> _EXERCISE DATA_:

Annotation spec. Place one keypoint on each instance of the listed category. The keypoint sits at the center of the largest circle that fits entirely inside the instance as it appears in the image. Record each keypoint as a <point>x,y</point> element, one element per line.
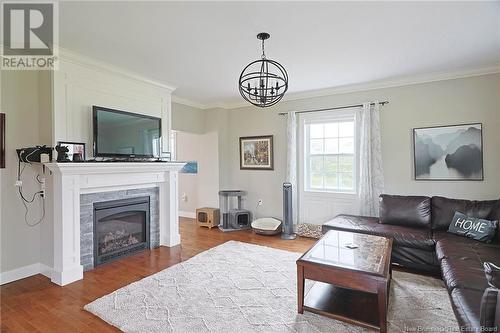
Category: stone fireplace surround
<point>87,219</point>
<point>69,182</point>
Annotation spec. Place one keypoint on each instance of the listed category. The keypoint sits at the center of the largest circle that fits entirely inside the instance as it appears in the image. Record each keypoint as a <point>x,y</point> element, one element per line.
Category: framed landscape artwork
<point>256,153</point>
<point>449,152</point>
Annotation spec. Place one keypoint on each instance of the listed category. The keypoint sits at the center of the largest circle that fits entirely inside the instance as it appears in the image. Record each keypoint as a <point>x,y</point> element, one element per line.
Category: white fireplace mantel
<point>69,180</point>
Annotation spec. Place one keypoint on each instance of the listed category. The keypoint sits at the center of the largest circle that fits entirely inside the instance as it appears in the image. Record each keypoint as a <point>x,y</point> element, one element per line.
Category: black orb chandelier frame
<point>263,82</point>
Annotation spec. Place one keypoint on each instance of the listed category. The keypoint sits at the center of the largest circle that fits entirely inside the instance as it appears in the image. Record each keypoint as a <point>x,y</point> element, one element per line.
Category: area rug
<point>240,287</point>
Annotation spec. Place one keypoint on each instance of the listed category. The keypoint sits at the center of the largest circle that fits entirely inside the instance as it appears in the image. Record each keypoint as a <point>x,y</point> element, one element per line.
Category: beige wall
<point>25,102</point>
<point>466,100</point>
<point>187,118</point>
<point>198,190</point>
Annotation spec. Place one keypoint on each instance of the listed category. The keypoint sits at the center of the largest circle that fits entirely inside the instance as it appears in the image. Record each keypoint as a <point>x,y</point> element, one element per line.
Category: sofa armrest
<point>490,310</point>
<point>492,273</point>
<point>490,302</point>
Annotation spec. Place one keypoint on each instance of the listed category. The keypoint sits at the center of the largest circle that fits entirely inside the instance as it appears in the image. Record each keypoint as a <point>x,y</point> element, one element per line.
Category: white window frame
<point>324,117</point>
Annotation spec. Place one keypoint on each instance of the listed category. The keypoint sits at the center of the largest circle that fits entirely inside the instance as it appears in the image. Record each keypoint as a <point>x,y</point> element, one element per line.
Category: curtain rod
<point>333,108</point>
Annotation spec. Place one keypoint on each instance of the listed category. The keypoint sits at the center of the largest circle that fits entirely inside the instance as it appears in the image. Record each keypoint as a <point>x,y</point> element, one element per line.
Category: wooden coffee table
<point>353,283</point>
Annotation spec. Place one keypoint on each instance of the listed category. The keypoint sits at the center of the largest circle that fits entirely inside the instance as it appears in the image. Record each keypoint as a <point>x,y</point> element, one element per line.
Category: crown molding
<point>380,84</point>
<point>394,82</point>
<point>70,56</point>
<point>188,102</point>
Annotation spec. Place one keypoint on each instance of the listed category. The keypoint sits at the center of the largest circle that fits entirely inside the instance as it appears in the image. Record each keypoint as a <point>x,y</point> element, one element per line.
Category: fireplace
<point>121,227</point>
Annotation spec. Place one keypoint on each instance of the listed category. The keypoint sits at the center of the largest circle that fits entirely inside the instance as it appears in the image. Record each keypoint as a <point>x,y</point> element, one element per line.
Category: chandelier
<point>263,82</point>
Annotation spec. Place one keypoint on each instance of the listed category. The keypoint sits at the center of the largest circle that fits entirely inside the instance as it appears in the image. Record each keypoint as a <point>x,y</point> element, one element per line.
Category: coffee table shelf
<point>323,299</point>
<point>351,283</point>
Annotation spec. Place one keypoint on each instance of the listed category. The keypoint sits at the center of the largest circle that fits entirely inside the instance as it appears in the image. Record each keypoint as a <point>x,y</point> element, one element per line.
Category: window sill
<point>347,195</point>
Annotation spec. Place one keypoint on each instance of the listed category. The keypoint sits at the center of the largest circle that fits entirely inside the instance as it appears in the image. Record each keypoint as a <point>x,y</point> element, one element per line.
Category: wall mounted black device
<point>33,154</point>
<point>28,156</point>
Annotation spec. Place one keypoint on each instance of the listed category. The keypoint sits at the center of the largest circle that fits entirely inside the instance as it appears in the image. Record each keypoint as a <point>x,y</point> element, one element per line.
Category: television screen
<point>124,134</point>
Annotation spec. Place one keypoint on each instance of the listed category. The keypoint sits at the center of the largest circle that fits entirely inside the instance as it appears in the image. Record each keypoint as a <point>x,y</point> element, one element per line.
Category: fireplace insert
<point>121,227</point>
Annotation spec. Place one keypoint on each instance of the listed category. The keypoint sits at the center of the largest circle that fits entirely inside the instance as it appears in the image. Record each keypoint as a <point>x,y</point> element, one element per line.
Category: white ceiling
<point>201,48</point>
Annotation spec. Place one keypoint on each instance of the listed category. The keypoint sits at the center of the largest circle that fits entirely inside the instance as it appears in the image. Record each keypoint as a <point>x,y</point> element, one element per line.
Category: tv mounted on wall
<point>124,134</point>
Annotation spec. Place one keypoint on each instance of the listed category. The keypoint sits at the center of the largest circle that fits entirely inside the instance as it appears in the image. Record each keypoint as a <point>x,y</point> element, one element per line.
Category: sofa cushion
<point>463,273</point>
<point>466,305</point>
<point>443,210</point>
<point>408,211</point>
<point>452,246</point>
<point>403,236</point>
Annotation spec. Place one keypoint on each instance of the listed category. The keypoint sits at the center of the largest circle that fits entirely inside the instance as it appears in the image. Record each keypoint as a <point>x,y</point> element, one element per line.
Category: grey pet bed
<point>267,226</point>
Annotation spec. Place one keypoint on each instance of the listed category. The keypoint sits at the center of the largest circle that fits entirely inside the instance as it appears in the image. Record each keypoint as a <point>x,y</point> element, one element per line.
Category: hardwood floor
<point>36,305</point>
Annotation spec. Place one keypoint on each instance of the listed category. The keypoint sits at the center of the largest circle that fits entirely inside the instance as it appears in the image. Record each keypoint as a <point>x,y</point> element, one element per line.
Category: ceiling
<point>201,47</point>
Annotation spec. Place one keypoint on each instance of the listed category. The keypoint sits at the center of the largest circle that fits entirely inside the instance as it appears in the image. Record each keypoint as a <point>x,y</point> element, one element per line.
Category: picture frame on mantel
<point>256,153</point>
<point>2,140</point>
<point>75,148</point>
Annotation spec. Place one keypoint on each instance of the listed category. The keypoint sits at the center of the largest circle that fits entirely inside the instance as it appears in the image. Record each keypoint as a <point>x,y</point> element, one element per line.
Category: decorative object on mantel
<point>449,152</point>
<point>256,153</point>
<point>190,167</point>
<point>2,140</point>
<point>75,152</point>
<point>309,230</point>
<point>62,154</point>
<point>263,82</point>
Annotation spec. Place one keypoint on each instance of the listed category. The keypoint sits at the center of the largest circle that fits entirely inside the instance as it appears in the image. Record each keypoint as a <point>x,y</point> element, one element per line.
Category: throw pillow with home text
<point>472,227</point>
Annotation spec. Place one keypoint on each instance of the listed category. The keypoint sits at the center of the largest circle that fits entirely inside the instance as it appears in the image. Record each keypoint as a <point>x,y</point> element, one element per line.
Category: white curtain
<point>291,159</point>
<point>371,176</point>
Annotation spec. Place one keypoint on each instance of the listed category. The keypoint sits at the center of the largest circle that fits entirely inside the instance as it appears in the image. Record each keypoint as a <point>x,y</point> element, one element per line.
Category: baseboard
<point>46,270</point>
<point>191,215</point>
<point>19,273</point>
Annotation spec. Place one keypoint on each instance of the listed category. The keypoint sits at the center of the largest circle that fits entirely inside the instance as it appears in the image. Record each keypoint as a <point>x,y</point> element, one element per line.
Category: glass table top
<point>350,250</point>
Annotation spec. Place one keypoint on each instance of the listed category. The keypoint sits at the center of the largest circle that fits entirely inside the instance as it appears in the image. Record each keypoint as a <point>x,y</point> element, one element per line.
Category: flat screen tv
<point>124,134</point>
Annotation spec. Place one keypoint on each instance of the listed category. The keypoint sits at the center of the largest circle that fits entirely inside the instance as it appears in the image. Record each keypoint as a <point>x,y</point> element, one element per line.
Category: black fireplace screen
<point>121,227</point>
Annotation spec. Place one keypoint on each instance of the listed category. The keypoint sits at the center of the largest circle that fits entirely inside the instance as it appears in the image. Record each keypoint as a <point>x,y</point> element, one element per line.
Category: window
<point>330,154</point>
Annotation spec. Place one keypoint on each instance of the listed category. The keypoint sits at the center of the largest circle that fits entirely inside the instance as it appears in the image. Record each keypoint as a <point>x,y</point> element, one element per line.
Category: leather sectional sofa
<point>418,226</point>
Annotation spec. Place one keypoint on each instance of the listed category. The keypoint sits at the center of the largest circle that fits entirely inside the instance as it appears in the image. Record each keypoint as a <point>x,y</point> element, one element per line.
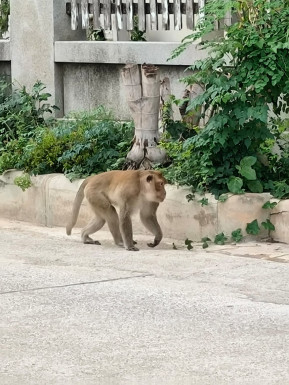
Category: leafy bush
<point>241,146</point>
<point>81,145</point>
<point>78,146</point>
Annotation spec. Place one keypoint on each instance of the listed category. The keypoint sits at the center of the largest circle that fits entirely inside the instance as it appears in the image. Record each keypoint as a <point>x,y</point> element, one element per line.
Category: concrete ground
<point>77,314</point>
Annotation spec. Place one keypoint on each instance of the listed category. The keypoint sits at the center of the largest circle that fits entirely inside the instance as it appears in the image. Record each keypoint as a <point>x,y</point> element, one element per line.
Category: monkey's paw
<point>132,248</point>
<point>153,244</point>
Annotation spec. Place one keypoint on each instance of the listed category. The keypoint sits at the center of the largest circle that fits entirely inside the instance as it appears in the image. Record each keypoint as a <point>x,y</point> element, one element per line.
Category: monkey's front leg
<point>125,226</point>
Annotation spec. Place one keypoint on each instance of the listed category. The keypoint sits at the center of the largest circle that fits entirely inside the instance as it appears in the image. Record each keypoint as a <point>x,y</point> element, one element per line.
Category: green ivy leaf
<point>235,184</point>
<point>237,235</point>
<point>220,239</point>
<point>269,205</point>
<point>253,227</point>
<point>205,241</point>
<point>190,197</point>
<point>268,225</point>
<point>255,186</point>
<point>223,197</point>
<point>204,201</point>
<point>188,243</point>
<point>245,168</point>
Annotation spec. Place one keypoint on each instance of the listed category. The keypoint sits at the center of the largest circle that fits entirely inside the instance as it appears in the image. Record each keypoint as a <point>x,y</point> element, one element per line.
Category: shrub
<point>243,78</point>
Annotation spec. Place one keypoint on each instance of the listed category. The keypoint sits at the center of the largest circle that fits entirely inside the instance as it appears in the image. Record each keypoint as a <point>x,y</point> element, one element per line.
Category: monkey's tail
<point>76,207</point>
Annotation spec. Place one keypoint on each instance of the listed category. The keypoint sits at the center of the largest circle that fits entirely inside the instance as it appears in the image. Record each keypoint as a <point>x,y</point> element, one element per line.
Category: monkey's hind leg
<point>94,225</point>
<point>113,225</point>
<point>149,219</point>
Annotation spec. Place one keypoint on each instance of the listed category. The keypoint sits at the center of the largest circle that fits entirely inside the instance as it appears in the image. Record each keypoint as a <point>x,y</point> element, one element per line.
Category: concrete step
<point>49,202</point>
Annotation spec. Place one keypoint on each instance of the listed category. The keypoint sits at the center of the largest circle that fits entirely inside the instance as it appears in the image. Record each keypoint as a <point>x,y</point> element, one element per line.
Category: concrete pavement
<point>82,314</point>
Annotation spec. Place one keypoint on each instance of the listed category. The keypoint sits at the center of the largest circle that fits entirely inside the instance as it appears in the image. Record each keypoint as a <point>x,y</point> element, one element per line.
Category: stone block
<point>239,210</point>
<point>181,219</point>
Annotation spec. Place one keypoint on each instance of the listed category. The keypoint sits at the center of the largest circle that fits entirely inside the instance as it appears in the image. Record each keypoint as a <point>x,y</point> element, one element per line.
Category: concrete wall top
<point>5,50</point>
<point>124,52</point>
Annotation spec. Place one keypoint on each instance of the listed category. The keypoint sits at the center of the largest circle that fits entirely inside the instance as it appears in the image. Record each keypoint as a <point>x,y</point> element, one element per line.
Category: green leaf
<point>190,197</point>
<point>255,186</point>
<point>247,172</point>
<point>188,243</point>
<point>220,239</point>
<point>268,225</point>
<point>248,161</point>
<point>269,205</point>
<point>253,227</point>
<point>245,168</point>
<point>237,235</point>
<point>204,201</point>
<point>205,245</point>
<point>223,197</point>
<point>235,184</point>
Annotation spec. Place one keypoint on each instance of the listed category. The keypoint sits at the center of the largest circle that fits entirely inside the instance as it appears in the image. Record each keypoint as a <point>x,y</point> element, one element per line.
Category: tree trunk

> _GOAL OF THE EXERCISE_:
Pick out each line of the items above that contains the word "white".

> _SOLUTION FOR THIS PROBLEM_:
Category: white fireplace mantel
Category: white window frame
Category: white ceiling
Category: white curtain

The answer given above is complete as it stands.